Parmi les éléments qui jouent encore contre Alain J, une recherche active de maisons pour déménager, peu avant le décès d'Yvette. L'estimation de la maison en viager, la prise de contact avec plusieurs notaires, viennent aussi s'ajouter au faisceau d'indices. Dans les deux mois qui ont précédé le décès d'Yvette, il s'est rendu plus régulièrement à l'Ehpad, estiment les enquêteurs. Jusqu'à trois fois par semaine.
Deux visions irréconciliables
Alors qu'il parle de sa relation avec la vieille dame, Alain J. a la voix qui tremble. Il évoque peu d'échanges avec le personnel de l'Ehpad tourangeau où résidait Yvette. "Elle mangeait seule, on m'avait dit de ne pas lui donner à manger". Tout devait être mixé. Ce jour-là, il se souvient avoir laissé la nonagénaire endormie, une madeleine à la main.

ENTRÉES FOURNIES>
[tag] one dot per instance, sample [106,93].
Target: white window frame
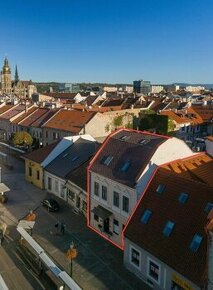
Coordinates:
[157,264]
[130,257]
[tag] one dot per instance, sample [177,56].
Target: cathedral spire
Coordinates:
[16,75]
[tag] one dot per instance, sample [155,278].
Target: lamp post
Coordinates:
[71,254]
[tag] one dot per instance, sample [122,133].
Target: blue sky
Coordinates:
[118,41]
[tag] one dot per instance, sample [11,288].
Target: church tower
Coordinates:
[6,84]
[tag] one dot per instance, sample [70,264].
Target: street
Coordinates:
[98,264]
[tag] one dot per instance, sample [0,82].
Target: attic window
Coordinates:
[144,141]
[160,188]
[146,216]
[107,160]
[168,228]
[208,207]
[196,241]
[124,138]
[183,197]
[126,166]
[75,158]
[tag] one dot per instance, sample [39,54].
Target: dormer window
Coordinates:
[196,241]
[146,216]
[168,228]
[183,197]
[160,188]
[126,166]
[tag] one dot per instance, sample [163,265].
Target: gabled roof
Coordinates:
[70,120]
[198,168]
[23,116]
[13,112]
[130,151]
[34,117]
[40,154]
[189,219]
[71,158]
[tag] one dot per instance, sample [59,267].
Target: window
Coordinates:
[107,160]
[56,186]
[146,216]
[104,192]
[183,197]
[116,199]
[153,270]
[168,228]
[116,227]
[96,188]
[30,171]
[160,188]
[49,183]
[125,204]
[208,207]
[196,241]
[135,257]
[126,166]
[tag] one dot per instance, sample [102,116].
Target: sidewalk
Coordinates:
[99,265]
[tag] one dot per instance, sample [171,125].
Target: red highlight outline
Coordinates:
[142,194]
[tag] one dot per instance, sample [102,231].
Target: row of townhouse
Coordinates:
[148,194]
[48,125]
[60,168]
[151,196]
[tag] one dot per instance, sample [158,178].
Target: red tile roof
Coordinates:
[70,120]
[40,154]
[189,218]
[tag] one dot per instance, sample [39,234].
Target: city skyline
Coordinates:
[108,42]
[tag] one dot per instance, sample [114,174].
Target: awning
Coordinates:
[101,212]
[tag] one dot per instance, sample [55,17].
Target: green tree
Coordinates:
[22,139]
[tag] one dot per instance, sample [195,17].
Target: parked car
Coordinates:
[3,198]
[50,204]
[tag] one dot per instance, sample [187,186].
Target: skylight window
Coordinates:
[146,216]
[168,228]
[107,160]
[75,158]
[208,207]
[196,241]
[183,197]
[126,166]
[160,188]
[124,138]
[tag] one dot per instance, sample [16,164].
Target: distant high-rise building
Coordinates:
[6,83]
[142,87]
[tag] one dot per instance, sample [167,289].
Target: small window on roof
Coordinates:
[183,197]
[124,138]
[146,216]
[75,158]
[208,207]
[196,241]
[126,166]
[168,228]
[107,160]
[160,188]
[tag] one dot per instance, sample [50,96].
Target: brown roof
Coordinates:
[199,167]
[23,116]
[125,148]
[69,120]
[34,116]
[40,154]
[190,218]
[5,108]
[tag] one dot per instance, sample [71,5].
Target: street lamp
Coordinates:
[71,254]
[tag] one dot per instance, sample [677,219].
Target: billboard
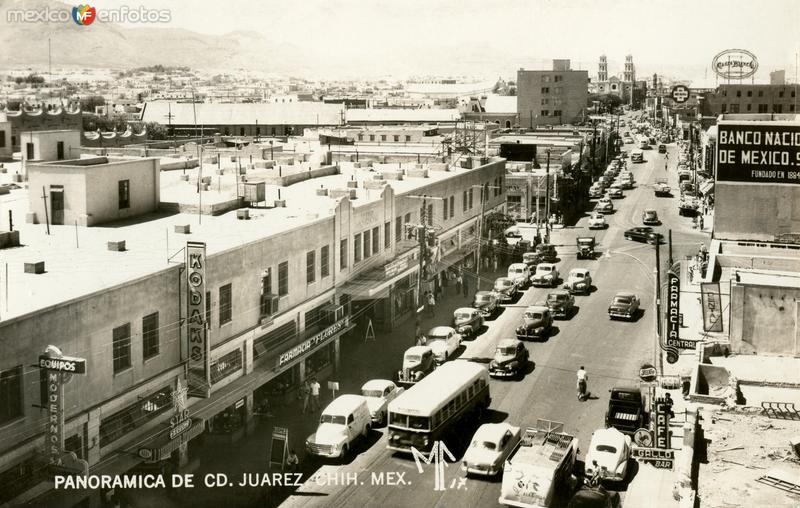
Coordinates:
[199,383]
[755,152]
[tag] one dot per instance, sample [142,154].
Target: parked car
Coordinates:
[510,359]
[643,234]
[579,281]
[486,302]
[342,422]
[379,392]
[546,275]
[604,206]
[610,449]
[560,302]
[467,321]
[547,252]
[537,323]
[520,273]
[650,216]
[418,362]
[505,289]
[490,446]
[597,221]
[624,305]
[444,341]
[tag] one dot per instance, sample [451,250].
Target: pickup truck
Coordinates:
[625,409]
[537,472]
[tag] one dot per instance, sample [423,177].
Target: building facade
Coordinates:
[551,97]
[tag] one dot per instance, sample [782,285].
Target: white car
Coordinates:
[489,449]
[443,341]
[597,221]
[379,392]
[610,451]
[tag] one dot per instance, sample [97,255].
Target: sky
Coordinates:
[659,34]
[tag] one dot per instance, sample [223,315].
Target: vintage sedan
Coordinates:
[604,206]
[597,221]
[467,321]
[505,289]
[546,275]
[579,281]
[624,305]
[510,359]
[444,341]
[486,302]
[650,216]
[643,234]
[560,302]
[379,392]
[610,452]
[490,447]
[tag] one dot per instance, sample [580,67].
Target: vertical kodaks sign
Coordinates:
[196,332]
[754,152]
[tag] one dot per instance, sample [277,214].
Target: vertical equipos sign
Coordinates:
[198,373]
[712,306]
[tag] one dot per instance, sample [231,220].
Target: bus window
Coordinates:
[418,422]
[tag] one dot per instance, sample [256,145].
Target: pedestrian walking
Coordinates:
[583,381]
[305,393]
[315,394]
[292,461]
[431,304]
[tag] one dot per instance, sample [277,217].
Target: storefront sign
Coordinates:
[310,344]
[735,64]
[662,459]
[198,347]
[395,267]
[758,153]
[712,306]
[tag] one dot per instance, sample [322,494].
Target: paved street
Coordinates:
[611,351]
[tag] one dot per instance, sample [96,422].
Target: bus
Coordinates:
[427,411]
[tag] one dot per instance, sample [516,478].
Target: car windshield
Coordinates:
[606,448]
[335,419]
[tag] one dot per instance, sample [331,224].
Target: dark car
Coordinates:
[486,302]
[510,359]
[643,234]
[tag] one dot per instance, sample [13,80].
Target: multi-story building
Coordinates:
[551,97]
[278,293]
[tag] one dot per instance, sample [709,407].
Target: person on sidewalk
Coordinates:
[315,394]
[305,394]
[583,381]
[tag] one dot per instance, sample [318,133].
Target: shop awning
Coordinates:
[707,187]
[161,446]
[374,283]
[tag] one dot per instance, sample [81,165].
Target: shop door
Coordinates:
[57,205]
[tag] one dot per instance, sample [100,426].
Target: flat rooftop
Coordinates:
[78,263]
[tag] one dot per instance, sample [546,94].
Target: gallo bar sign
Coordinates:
[735,64]
[755,152]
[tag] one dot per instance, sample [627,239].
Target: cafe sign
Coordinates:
[735,64]
[310,344]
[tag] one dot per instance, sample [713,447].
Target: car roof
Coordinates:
[440,330]
[508,342]
[377,384]
[493,431]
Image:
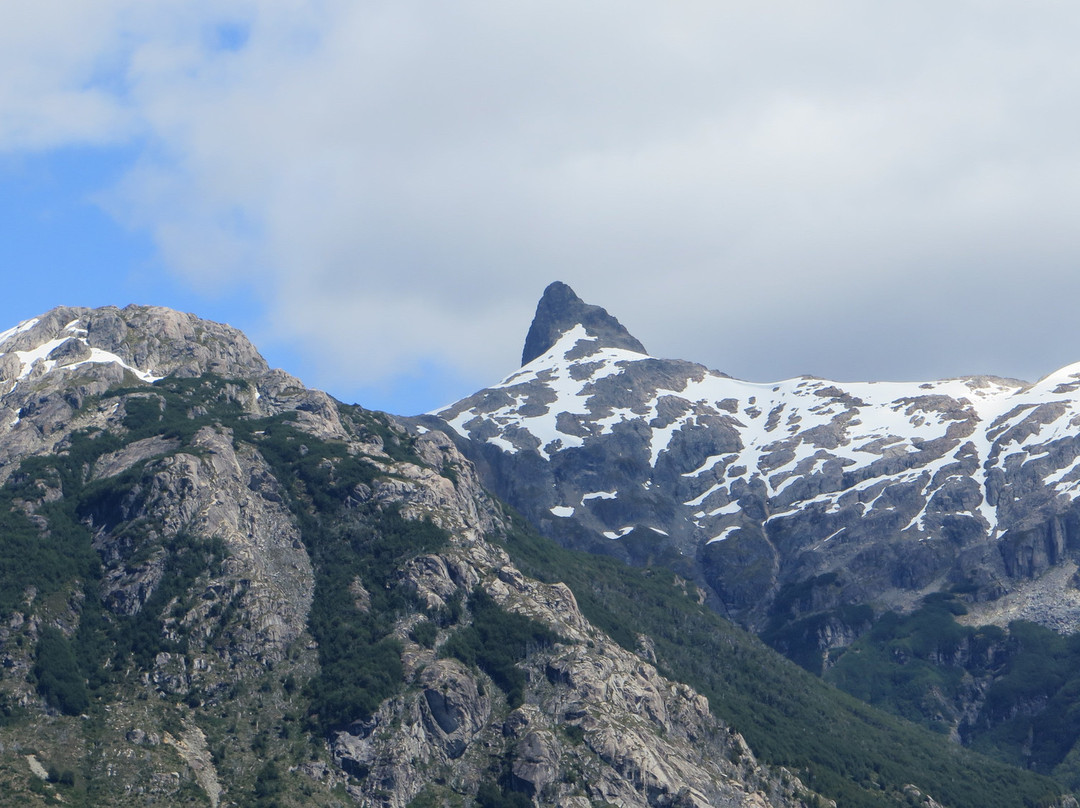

EXERCICES À FAIRE>
1. Recopiez fidèlement le passage de l'extrait sur Alain J. qui commence aux mots "Parmi les éléments" et s'arrête après "fois par semaine.".
2. D'après l'extrait sur Alain J., à quelle fréquence maximale s'est-il rendu à l'Ehpad dans les deux mois précédant le décès d'Yvette ?
3. Rédigez la suite de l'extrait sur Alain J. en reprenant après sa dernière phrase.
Ces enregistrements proviennent d'une autre source.

RÉPONSES CI-DESSOUS>
1.
Parmi les éléments qui jouent encore contre Alain J, une recherche active de maisons pour déménager, peu avant le décès d'Yvette. L'estimation de la maison en viager, la prise de contact avec plusieurs notaires, viennent aussi s'ajouter au faisceau d'indices. Dans les deux mois qui ont précédé le décès d'Yvette, il s'est rendu plus régulièrement à l'Ehpad, estiment les enquêteurs. Jusqu'à trois fois par semaine.

2. Jusqu'à trois fois par semaine.

3.
En 2019, Yvette n'est plus que "l'ombre d'elle même" affirme sa petite-fille à la barre, "elle n'aurait pas pu manger des madeleines". Elle souffrait de problèmes de démences depuis son arrivée dans la structure, cinq ans plus tôt.
Une toilette mortuaire qui interroge
Au deuxième jour de ce procès en appel, la réaction des personnels de l'Ehpad ont été au coeur des échanges. Comme le relatent nos confrères de la République du Centre.
La toilette mortuaire, réalisée avant l'arrivée des gendarmes cristalise les interrogations. Une aide soignante, à la barre, a lancé une information qui pourrait ressembler à un retournement de situation. Un coup de fil reçu de la directirce de l'établissement, dans lequel elle affirme sa peur d'aller en prison. La question demeure alors : a-t-on cherché à dissimuler une faute de la part de l'établissement ? L'avocat général, Denis Chausserie-Lapree, évoque quant à lui "la sidération du personnel soignant".
Pour l'heure, la parole est à la défense, alors que la nuit est déjà tombée, sur le tribunal d'instance d'Orélans. Le verdict est attendu tard dans la soirée, ce vendredi 8 décembre 2023.
Avec Valérie Labonne.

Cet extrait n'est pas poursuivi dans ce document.